[Stored data entries]
-=-=-
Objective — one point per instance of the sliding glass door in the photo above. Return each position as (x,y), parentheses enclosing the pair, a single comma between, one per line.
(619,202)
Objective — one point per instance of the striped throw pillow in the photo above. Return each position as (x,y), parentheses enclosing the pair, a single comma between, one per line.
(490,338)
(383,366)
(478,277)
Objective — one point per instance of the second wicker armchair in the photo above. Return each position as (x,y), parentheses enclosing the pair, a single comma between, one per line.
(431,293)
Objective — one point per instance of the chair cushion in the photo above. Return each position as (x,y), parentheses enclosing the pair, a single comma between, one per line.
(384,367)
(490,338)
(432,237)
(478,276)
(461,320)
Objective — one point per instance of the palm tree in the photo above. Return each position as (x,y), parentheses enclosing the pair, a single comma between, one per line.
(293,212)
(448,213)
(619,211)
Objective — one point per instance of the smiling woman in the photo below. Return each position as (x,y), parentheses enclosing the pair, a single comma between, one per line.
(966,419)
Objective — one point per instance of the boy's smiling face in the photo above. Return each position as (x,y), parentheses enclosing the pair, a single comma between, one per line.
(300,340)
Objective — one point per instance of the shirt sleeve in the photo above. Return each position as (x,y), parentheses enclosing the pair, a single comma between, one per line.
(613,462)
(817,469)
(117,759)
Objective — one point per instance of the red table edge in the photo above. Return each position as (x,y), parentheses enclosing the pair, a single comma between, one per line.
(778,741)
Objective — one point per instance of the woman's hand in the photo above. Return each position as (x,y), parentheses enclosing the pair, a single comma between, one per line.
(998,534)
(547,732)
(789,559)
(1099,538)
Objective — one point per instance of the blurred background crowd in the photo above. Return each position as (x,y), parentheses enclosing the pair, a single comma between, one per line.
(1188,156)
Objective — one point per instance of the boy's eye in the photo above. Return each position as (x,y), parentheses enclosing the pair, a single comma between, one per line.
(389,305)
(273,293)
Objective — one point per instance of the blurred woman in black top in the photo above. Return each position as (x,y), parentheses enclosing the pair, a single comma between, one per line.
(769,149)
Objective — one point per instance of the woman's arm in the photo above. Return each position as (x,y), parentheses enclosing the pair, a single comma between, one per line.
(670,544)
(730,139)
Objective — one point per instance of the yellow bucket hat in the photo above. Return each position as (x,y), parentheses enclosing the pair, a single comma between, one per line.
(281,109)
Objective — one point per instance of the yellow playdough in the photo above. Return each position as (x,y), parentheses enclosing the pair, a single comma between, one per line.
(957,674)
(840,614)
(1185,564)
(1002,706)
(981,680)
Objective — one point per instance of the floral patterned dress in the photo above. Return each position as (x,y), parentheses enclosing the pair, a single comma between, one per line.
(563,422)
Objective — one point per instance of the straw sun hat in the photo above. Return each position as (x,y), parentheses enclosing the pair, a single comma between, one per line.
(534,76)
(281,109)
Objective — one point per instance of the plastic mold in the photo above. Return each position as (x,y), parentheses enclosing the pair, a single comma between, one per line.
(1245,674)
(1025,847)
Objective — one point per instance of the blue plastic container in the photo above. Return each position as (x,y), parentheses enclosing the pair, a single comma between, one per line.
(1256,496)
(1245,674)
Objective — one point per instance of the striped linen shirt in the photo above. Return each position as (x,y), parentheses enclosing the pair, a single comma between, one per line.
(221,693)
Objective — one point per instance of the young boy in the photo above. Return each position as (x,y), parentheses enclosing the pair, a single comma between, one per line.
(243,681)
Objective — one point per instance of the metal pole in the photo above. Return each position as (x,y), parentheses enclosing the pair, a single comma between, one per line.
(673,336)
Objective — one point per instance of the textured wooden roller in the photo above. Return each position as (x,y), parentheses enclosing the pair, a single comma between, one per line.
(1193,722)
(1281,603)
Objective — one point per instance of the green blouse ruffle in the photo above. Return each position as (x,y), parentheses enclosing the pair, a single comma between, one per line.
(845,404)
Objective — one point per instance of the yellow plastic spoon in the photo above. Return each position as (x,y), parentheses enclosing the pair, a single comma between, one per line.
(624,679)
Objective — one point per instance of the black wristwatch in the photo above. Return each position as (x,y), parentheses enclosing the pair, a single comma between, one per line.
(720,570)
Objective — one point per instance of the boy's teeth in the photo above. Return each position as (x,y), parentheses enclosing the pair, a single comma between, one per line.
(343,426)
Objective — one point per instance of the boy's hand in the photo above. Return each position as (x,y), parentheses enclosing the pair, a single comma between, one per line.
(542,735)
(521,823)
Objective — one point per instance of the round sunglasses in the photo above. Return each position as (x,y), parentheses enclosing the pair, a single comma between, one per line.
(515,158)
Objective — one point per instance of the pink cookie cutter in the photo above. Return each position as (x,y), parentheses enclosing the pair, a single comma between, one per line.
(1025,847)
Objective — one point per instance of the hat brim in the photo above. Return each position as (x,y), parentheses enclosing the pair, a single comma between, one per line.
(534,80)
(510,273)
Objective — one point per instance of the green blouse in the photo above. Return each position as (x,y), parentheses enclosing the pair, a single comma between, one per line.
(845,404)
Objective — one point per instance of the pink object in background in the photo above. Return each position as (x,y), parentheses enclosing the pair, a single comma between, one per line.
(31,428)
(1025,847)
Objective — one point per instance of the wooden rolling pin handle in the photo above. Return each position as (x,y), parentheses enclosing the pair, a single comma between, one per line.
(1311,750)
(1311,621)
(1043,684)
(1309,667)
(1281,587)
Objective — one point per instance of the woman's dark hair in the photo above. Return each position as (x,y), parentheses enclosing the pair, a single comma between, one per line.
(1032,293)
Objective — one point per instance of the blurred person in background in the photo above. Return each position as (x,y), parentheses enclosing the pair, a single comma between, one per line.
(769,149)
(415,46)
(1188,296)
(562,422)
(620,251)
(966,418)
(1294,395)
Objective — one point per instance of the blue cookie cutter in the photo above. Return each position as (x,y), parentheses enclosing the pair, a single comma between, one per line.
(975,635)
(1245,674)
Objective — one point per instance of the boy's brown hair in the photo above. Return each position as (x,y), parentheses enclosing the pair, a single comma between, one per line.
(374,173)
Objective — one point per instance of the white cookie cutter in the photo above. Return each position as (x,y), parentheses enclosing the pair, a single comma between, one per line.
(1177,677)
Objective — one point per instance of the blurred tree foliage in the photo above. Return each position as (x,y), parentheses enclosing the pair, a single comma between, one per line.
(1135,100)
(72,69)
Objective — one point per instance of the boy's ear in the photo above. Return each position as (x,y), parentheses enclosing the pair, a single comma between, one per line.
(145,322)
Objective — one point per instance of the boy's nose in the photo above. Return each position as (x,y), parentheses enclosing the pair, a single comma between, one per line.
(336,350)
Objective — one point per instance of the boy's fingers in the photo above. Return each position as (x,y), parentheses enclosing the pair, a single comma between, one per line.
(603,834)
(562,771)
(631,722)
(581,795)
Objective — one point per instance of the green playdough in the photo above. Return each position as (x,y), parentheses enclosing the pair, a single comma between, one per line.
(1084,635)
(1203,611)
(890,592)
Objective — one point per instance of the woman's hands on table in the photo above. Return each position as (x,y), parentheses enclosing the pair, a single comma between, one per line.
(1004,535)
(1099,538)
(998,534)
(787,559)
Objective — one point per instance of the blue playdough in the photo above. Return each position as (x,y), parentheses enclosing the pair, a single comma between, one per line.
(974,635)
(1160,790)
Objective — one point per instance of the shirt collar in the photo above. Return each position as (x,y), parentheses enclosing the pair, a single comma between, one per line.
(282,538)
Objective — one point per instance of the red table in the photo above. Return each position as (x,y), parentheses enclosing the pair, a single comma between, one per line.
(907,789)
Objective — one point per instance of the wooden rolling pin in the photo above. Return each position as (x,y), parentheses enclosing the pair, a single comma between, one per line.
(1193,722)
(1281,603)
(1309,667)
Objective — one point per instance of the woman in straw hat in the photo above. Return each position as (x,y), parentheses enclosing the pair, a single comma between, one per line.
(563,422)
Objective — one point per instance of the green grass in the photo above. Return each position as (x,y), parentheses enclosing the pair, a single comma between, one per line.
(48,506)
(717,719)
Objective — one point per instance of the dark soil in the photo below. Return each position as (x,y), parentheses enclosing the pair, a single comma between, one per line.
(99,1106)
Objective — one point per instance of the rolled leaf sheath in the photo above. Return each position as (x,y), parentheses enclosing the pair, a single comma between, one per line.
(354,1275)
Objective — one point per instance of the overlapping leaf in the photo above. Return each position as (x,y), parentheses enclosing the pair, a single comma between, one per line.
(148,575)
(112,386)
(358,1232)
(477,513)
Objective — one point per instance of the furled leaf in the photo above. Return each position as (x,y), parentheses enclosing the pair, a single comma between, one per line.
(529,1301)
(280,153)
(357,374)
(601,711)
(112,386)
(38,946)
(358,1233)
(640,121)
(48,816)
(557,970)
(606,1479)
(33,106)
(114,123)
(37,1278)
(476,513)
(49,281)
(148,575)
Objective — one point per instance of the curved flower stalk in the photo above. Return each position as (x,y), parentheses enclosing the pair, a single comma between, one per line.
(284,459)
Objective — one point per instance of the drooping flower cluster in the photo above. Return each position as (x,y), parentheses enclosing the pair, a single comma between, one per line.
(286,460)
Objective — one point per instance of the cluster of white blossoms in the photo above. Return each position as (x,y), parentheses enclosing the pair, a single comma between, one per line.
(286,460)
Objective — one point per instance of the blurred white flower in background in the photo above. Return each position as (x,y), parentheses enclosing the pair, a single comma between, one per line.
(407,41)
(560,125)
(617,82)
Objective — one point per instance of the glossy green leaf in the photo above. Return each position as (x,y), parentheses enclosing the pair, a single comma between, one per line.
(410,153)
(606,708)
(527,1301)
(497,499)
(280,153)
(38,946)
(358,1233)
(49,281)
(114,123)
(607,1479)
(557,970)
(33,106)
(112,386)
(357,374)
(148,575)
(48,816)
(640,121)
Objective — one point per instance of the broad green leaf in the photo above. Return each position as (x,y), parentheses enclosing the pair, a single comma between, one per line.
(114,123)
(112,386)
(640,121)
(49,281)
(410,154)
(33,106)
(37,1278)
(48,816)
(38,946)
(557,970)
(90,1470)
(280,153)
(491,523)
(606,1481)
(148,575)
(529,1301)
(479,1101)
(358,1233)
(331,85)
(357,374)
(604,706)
-=-=-
Would you return, unchanged, the lines from the one containing "Objective — one point per instance of the glossy" through the end of the entries?

TASK SOLUTION:
Objective — one point per instance of the glossy green leaf in the photo above. Return each position as (x,y), parentheses enclosing the pair, a single comma between, one per line.
(410,153)
(606,708)
(527,1301)
(497,499)
(280,153)
(38,946)
(358,1233)
(49,281)
(114,123)
(607,1479)
(557,970)
(33,106)
(112,386)
(357,374)
(148,575)
(48,816)
(640,121)
Objective — one point per instance of the broad green leaf in the photo above. Return each position as (x,y), parentheses enclosing the pair, a single comma between, one per line.
(114,123)
(112,386)
(640,121)
(49,281)
(410,154)
(33,106)
(37,1278)
(48,816)
(38,946)
(557,970)
(90,1470)
(280,153)
(491,523)
(606,1481)
(148,575)
(529,1301)
(479,1101)
(358,1233)
(331,85)
(357,374)
(604,706)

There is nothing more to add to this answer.